• Description of the task: Rewrite all of the material below as a Markdown table with the columns "No." and "Line", giving each non-blank line its own numbered row.

• Recorded information:
/---

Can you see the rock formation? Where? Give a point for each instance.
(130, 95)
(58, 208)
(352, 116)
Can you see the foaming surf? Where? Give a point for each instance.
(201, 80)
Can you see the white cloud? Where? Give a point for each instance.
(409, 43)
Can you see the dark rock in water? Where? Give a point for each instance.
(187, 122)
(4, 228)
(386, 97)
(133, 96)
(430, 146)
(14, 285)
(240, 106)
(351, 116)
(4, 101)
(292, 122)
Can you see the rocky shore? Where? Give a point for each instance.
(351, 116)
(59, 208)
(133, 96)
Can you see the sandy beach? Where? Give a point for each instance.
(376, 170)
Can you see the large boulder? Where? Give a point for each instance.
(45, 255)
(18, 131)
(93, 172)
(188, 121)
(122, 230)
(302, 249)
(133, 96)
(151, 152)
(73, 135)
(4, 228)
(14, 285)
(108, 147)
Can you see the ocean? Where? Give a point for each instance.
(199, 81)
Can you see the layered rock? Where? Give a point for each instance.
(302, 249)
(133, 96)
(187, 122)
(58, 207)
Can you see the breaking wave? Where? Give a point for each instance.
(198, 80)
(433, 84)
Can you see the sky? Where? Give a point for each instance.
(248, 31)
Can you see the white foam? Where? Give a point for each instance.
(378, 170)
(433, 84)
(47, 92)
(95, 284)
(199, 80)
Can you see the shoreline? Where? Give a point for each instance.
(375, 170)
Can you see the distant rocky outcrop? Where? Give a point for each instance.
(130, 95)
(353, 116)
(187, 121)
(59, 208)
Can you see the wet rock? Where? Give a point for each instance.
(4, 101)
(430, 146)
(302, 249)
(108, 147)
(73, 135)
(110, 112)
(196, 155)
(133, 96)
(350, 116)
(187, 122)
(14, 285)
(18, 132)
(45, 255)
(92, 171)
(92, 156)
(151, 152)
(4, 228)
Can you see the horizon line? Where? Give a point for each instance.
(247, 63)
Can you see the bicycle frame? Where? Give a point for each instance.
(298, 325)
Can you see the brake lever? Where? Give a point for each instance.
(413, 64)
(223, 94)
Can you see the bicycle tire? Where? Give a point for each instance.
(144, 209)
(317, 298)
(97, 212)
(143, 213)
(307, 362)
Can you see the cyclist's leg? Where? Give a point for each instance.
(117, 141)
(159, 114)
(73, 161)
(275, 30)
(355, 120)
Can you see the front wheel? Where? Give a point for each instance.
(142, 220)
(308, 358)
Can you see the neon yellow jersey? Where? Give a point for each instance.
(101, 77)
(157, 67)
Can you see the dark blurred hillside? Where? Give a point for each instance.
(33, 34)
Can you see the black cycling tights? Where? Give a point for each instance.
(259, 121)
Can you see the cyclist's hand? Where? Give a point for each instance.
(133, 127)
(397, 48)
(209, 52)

\---

• Task result:
| No. | Line |
|---|---|
| 1 | Can you see the rock formation? Where? Give a point for each instance. |
| 2 | (130, 95) |
| 3 | (58, 208) |
| 4 | (352, 116) |
| 5 | Can you see the foaming surf? Where? Give a point for each instance. |
| 6 | (201, 80) |
| 7 | Can you see the white cloud? Where? Give a point for each instance. |
| 8 | (409, 43) |
| 9 | Can you see the dark rock in water? Where? Give a point for each instance. |
| 10 | (187, 122) |
| 11 | (4, 228) |
| 12 | (386, 97) |
| 13 | (133, 96) |
| 14 | (430, 146) |
| 15 | (14, 285) |
| 16 | (240, 106) |
| 17 | (351, 116) |
| 18 | (4, 101) |
| 19 | (292, 122) |
| 20 | Can you see the rocky shore? Where? Give a point for each instance. |
| 21 | (351, 116) |
| 22 | (59, 208) |
| 23 | (133, 96) |
| 24 | Can you see the sandy beach? Where? Give a point for each instance. |
| 25 | (376, 170) |
| 26 | Can you see the large boulder? Where? Give a point for each instance. |
| 27 | (45, 255) |
| 28 | (18, 131) |
| 29 | (93, 172) |
| 30 | (188, 121) |
| 31 | (122, 230) |
| 32 | (302, 249) |
| 33 | (133, 96) |
| 34 | (151, 152) |
| 35 | (73, 135) |
| 36 | (4, 228) |
| 37 | (14, 285) |
| 38 | (108, 147) |
| 39 | Can you see the ocean? Where? Give a point for each instance. |
| 40 | (199, 81) |
| 41 | Can you see the layered rock? Where? Give a point for each instance. |
| 42 | (302, 249) |
| 43 | (133, 96) |
| 44 | (187, 122) |
| 45 | (58, 207) |
| 46 | Can you see the breaking wave? Where? Give a point for each instance. |
| 47 | (198, 80) |
| 48 | (433, 84) |
| 49 | Can you see the sky? Where? Give a point for each instance. |
| 50 | (248, 31) |
| 51 | Can you see the white foam? Where? Give a point for each instance. |
| 52 | (378, 170) |
| 53 | (433, 84) |
| 54 | (47, 92) |
| 55 | (95, 284) |
| 56 | (199, 80) |
| 57 | Can you see the shoreline? Where? Give a point for each instance. |
| 58 | (375, 170) |
| 59 | Can you see the distant rocky outcrop? Where? Give a point for each instance. |
| 60 | (130, 95) |
| 61 | (353, 116) |
| 62 | (187, 121) |
| 63 | (59, 208) |
| 64 | Can you see the wet rock? Where? Give a point for each instance. |
| 65 | (4, 101) |
| 66 | (430, 146) |
| 67 | (302, 249) |
| 68 | (108, 147) |
| 69 | (73, 135) |
| 70 | (110, 112) |
| 71 | (196, 155) |
| 72 | (133, 96) |
| 73 | (350, 116) |
| 74 | (187, 122) |
| 75 | (14, 285) |
| 76 | (18, 132) |
| 77 | (45, 255) |
| 78 | (92, 171) |
| 79 | (92, 156) |
| 80 | (151, 152) |
| 81 | (4, 228) |
| 82 | Can you see the horizon line? Where? Give a point for each instance. |
| 83 | (247, 63) |
| 84 | Can you see the bicycle frame? Where? Give a point for each instance. |
| 85 | (298, 325) |
| 86 | Can you see the brake lever? Where? Give a point for each instance. |
| 87 | (413, 64) |
| 88 | (223, 94) |
| 89 | Can you see the bicycle tire? Where? Give a point for each instance. |
| 90 | (144, 209) |
| 91 | (317, 298) |
| 92 | (97, 212) |
| 93 | (143, 213) |
| 94 | (307, 362) |
| 95 | Can you see the cyclist's leg? Where? Give a point for each instance. |
| 96 | (117, 141) |
| 97 | (159, 114) |
| 98 | (73, 161) |
| 99 | (275, 30) |
| 100 | (355, 120) |
| 101 | Can you see the front wheel? Where? Give a point for each instance. |
| 102 | (142, 220) |
| 103 | (308, 358) |
| 104 | Can you see the neon yellow jersey? Where? Give a point for each instance. |
| 105 | (101, 77) |
| 106 | (157, 67) |
| 107 | Can you see the dark blurred hillside? Where? Give a point for each instance. |
| 108 | (33, 34) |
| 109 | Can you see the black cycling tights? Where? Give a point for each instance. |
| 110 | (259, 121) |
| 111 | Can you see the cyclist's hand? Where? Give a point for each instance. |
| 112 | (133, 127) |
| 113 | (397, 48) |
| 114 | (209, 52) |